**WHAT YOU NEED TO DO:** Rescale the part of the items that opens with the line containing "Target = ripple on water" and runs through the end of the items, both ends included. Write out every line of that part again, requests included, with each coordinate in the answers multiplied by 1.1 and rounded to a whole number, halves rounded up.
####
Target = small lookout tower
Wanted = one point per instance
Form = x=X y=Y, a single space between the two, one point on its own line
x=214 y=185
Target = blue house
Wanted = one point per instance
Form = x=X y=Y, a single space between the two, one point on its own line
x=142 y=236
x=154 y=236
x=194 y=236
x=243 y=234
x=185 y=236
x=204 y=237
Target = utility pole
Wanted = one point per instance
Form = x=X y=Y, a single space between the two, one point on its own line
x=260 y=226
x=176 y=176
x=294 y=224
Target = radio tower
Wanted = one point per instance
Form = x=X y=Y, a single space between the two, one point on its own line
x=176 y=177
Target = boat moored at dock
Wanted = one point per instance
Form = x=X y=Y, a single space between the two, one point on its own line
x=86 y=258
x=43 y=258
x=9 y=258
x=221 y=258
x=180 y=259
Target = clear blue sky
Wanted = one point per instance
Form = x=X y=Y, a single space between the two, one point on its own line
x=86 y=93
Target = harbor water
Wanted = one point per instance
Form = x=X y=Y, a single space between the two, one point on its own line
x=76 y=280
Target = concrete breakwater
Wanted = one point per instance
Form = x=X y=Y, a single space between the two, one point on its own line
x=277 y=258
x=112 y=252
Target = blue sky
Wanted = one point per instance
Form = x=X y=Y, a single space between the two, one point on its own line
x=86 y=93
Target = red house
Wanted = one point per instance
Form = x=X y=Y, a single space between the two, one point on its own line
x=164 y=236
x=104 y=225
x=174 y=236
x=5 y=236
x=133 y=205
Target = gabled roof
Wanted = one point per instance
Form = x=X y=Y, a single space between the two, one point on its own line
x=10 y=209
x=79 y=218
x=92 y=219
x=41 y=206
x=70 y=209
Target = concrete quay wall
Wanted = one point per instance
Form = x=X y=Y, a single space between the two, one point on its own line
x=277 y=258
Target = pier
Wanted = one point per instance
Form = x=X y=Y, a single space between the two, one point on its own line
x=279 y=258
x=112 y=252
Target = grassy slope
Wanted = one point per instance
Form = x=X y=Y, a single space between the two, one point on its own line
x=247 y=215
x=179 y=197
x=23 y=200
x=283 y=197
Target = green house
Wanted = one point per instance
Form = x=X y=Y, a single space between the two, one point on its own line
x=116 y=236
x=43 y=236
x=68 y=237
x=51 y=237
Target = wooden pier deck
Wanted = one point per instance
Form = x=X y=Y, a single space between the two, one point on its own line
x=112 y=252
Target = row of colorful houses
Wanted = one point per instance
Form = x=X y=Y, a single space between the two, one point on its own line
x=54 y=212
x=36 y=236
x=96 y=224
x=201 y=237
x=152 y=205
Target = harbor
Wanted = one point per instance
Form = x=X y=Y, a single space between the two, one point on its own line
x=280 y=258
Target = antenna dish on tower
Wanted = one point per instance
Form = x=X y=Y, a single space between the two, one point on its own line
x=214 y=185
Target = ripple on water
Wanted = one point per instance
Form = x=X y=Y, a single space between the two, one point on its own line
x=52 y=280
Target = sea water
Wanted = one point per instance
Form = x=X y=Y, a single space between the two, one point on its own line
####
**EXPECTED OUTPUT:**
Target = ripple on water
Wanted = one point per instance
Form = x=X y=Y, a single space between the two, one point on its own line
x=57 y=308
Target = sea water
Wanted = one point per instance
Form = x=X y=Y, a single space between the two, one point on its own line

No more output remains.